** start GIVEN RECORDS **

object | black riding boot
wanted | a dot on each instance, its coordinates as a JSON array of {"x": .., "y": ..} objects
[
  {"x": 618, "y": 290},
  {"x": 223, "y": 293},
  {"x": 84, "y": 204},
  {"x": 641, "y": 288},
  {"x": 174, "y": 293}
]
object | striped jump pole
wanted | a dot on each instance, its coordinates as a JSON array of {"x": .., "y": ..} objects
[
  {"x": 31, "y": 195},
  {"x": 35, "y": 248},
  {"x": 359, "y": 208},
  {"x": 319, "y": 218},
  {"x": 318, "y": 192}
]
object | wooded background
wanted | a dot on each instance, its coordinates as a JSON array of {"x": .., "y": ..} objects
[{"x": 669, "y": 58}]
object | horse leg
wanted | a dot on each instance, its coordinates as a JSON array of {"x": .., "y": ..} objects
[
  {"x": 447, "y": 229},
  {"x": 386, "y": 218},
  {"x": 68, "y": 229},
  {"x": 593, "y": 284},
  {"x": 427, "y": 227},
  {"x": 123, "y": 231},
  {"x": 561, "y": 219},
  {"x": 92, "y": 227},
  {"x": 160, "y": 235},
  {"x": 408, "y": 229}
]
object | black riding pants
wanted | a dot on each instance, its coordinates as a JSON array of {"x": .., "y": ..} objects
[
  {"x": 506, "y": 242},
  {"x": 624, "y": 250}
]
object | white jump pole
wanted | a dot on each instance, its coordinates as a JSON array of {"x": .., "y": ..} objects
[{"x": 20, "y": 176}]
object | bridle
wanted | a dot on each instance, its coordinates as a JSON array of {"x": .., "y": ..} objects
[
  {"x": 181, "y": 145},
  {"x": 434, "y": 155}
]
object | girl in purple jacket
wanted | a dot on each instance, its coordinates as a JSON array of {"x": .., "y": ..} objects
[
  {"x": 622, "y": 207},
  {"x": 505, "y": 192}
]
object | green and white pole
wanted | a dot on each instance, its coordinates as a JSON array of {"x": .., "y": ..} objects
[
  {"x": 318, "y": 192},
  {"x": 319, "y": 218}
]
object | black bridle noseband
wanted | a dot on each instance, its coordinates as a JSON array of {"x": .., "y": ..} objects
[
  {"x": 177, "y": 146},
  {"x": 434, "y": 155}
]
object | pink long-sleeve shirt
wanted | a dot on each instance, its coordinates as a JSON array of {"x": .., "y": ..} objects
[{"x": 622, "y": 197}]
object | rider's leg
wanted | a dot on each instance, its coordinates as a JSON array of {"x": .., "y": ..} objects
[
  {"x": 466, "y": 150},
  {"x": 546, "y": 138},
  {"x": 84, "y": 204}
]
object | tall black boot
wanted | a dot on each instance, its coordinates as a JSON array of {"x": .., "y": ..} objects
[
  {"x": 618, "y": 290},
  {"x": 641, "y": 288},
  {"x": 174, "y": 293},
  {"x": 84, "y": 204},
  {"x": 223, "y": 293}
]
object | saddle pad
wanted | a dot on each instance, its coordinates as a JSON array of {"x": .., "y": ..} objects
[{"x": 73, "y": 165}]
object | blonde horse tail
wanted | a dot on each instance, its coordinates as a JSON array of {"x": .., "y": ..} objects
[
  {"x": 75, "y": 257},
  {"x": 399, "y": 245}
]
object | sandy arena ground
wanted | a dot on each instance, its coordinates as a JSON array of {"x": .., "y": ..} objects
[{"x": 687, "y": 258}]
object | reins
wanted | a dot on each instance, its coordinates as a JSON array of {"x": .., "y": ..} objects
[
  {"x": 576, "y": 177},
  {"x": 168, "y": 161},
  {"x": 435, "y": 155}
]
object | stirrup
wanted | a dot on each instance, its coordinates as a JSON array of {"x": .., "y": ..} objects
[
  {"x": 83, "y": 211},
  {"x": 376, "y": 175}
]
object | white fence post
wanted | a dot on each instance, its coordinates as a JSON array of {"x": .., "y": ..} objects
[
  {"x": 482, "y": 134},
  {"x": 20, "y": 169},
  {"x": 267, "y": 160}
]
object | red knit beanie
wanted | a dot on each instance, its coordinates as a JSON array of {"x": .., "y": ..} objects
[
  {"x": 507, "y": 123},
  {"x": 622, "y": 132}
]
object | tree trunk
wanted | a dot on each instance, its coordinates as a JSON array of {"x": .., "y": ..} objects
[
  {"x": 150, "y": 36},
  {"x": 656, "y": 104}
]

** end GIVEN RECORDS **

Write out, character for character, the lines of the records from the line containing "object | sandy arena ground" through the last line of the records, both ends included.

object | sandy arena ground
wanted | a dot on each instance, its coordinates as a JSON array of {"x": .., "y": ..} objects
[{"x": 687, "y": 258}]
object | reins
wanted | a dot on each instance, its coordinates as a JSON array of {"x": .., "y": ..} objects
[
  {"x": 576, "y": 177},
  {"x": 168, "y": 161},
  {"x": 435, "y": 155}
]
object | stirrup
wanted | a dot on each instance, its coordinates as a JSON array of {"x": .., "y": ..} objects
[
  {"x": 83, "y": 211},
  {"x": 376, "y": 175}
]
object | white fence post
wanted | a dot on each instance, its coordinates as a JSON array of {"x": .., "y": ..} objects
[
  {"x": 482, "y": 134},
  {"x": 20, "y": 169},
  {"x": 267, "y": 160}
]
object | red knit beanie
wanted | a dot on each instance, its coordinates as a JSON array of {"x": .., "y": ..} objects
[
  {"x": 507, "y": 123},
  {"x": 622, "y": 132}
]
object | tree trunk
wanted | a dot on each instance, its coordinates as a JSON array of {"x": .., "y": ..} objects
[
  {"x": 150, "y": 36},
  {"x": 656, "y": 104}
]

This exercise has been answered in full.